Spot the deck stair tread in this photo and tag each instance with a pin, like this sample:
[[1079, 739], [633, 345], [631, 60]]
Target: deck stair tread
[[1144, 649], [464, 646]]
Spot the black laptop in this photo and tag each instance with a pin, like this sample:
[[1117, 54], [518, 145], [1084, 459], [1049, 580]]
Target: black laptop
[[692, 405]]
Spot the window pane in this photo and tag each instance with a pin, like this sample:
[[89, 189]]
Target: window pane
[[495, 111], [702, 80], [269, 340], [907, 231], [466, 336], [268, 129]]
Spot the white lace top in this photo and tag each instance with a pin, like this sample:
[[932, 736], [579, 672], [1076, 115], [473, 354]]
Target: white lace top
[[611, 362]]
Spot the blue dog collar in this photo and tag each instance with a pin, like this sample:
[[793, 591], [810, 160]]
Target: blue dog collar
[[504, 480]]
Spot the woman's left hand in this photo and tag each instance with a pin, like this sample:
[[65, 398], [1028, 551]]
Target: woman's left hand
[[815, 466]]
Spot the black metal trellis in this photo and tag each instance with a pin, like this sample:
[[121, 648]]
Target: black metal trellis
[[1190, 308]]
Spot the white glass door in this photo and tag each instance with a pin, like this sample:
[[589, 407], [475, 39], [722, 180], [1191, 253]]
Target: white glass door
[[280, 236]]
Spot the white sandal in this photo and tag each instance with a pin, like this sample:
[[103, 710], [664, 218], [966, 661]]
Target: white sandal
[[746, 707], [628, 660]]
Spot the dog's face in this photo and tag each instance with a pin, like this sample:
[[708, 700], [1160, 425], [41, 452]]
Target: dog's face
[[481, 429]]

++++++++++++++++++++

→ **TASK OBJECTIVE**:
Rewrite all the rows above as a JSON list of strings, with one string for each line and no blank lines.

→ **WRITTEN ANSWER**:
[
  "Spot the deck stair tread in this photo and tag each instance with a pin, like this sample:",
  "[[1079, 739], [633, 345], [631, 60]]",
  "Target: deck stair tread",
  "[[1144, 649], [464, 646]]",
  "Spot the black laptop in this photo and tag each instance with a pin, like this sample:",
  "[[1117, 54], [518, 145], [1084, 459], [1049, 580]]",
  "Target: black laptop",
  "[[692, 405]]",
  "Spot the window pane in this photo and tag each instance with a pin, like this sample:",
  "[[89, 189]]",
  "Target: window pane",
  "[[495, 111], [702, 80], [269, 340], [907, 231], [466, 336], [268, 129]]",
  "Spot the white lace top in this photo and tag each instance with a pin, like this sample:",
  "[[932, 736], [579, 672], [1076, 115], [473, 354]]",
  "Target: white lace top",
  "[[611, 362]]",
  "Spot the blue dog collar in this photo and tag each instance with a pin, like this sample:",
  "[[793, 591], [810, 160]]",
  "Target: blue dog collar",
  "[[504, 480]]",
  "Spot the woman's left hand in this photo and tag each instance with a pin, like this sample:",
  "[[65, 398], [1028, 551]]",
  "Target: woman's left hand",
  "[[815, 466]]",
  "Spot the black metal trellis in this photo and tag each instance with a pin, like this sample:",
  "[[121, 648]]",
  "Target: black metal trellis",
  "[[1190, 308]]",
  "Spot the white glass door in this photo and tag each instance with a pin, like this sample:",
  "[[589, 407], [475, 39], [722, 180], [1191, 253]]",
  "Target: white glass door",
  "[[280, 236]]",
  "Spot the white sandal in this photo and tag each instance with a pin, like this sample:",
  "[[103, 710], [664, 218], [966, 661]]",
  "Target: white sandal",
  "[[746, 707], [628, 660]]",
  "Spot the dog's face in this photo and tag each instance with a pin, like this sample:",
  "[[708, 700], [1160, 425], [41, 452]]",
  "Target: dog's face",
  "[[481, 429]]"
]